*PARTS OF THE EXERCISE:*
- a) Using the text on the CFIDS Association of America, decide whether each statement agrees with it: (i) the writer is Canadian; (ii) the Board found the Association's resources were sufficient; (iii) the Association says it explained its changes well to supporters. Please answer yes or no for each and quote the deciding words.
- b) Extract the part of the text on the CFIDS Association of America that runs from "You can fnd" to "the larger community.", copying it word for word.

*PAGE TEXT:*
'''

My mailbox received a special notice today from our supposed to be national advocacy organization. I mean, I am not american, I am canadian. But still. They were supposed to be the leaders, the protectors, the supporters of all of us, the lobbyists and the people to trust they will lead us in the right direction.
I am talking about the CFIDS Association of America.
And I am very sad to report that they did none of that.
You can fnd the notification from Kim McCleary here: Putting Research First
Here is Mrs McCleary quoted:
"Recognizing our resources were spread too thin, our Board undertook an intensive strategic planning process to assess where the Association could make the greatest impact. The outcome? Our strategy to “stimulate research aimed at the early detection, objective diagnosis and effective treatment of CFS through expanded public, private and commercial investment.” We went to work immediately to implement this shift in focus, but what we didn’t do well was explain these changes to supporters and the larger community.

'''

Recorded data
'''

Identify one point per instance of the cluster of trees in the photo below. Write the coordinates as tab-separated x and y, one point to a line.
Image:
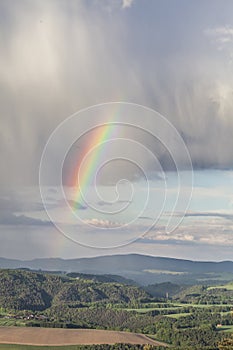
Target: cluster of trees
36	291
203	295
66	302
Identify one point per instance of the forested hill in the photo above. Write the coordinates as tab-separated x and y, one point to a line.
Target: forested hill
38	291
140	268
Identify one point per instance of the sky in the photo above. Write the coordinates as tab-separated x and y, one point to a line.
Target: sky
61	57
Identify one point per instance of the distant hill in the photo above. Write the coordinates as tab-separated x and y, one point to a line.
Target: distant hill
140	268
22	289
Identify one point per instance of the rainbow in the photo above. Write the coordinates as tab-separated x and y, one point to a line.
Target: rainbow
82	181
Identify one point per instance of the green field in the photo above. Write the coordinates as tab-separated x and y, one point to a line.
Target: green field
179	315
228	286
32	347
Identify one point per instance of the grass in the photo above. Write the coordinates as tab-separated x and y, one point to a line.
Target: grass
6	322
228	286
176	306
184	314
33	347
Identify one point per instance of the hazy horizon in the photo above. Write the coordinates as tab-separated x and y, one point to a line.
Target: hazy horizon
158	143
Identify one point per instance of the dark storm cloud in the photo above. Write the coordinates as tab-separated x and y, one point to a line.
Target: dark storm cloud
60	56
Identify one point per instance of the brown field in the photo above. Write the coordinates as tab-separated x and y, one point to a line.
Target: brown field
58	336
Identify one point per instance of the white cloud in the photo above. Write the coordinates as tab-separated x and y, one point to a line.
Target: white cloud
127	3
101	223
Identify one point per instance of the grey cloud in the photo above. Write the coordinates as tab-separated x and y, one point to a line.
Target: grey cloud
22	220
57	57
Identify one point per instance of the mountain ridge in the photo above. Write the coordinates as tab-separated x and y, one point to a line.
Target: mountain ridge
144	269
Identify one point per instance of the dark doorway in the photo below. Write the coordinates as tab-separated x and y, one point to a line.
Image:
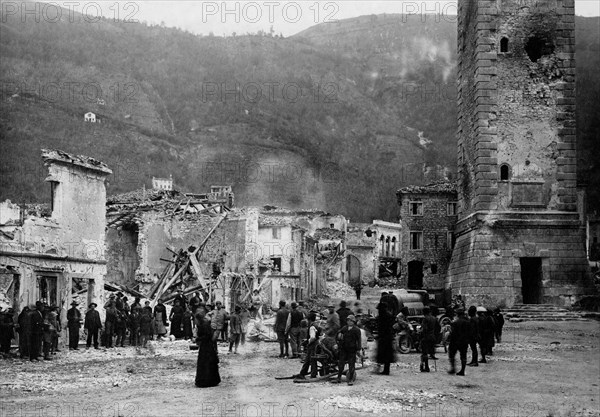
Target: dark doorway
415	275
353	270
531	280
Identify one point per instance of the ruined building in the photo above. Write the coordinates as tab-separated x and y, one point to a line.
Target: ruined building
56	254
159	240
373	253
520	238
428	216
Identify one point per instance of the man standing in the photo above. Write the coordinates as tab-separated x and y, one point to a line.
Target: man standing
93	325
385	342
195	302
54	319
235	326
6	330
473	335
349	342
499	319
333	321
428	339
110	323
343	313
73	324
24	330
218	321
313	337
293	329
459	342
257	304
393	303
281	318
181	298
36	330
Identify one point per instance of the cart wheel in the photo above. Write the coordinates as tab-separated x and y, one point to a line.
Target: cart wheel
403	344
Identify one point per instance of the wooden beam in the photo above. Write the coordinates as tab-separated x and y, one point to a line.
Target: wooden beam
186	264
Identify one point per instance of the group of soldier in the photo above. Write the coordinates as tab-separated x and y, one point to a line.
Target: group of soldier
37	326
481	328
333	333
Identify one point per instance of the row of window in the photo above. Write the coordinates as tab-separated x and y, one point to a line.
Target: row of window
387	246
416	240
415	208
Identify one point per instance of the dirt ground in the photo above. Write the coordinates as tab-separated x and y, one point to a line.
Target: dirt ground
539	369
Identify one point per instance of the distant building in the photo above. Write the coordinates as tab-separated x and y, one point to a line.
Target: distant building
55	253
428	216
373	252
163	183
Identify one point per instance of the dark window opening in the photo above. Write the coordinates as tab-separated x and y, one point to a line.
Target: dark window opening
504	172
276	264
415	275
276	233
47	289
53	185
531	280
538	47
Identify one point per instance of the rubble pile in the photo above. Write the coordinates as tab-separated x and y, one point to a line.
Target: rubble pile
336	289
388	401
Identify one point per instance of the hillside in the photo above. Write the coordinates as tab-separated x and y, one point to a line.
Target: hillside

'''

*ANSWERS:*
- a)
(i) Yes: "I am not american, I am canadian."
(ii) No: "Recognizing our resources were spread too thin"
(iii) No: "what we didn’t do well was explain these changes to supporters and the larger community."

- b)
You can fnd the notification from Kim McCleary here: Putting Research First
Here is Mrs McCleary quoted:
"Recognizing our resources were spread too thin, our Board undertook an intensive strategic planning process to assess where the Association could make the greatest impact. The outcome? Our strategy to “stimulate research aimed at the early detection, objective diagnosis and effective treatment of CFS through expanded public, private and commercial investment.” We went to work immediately to implement this shift in focus, but what we didn’t do well was explain these changes to supporters and the larger community.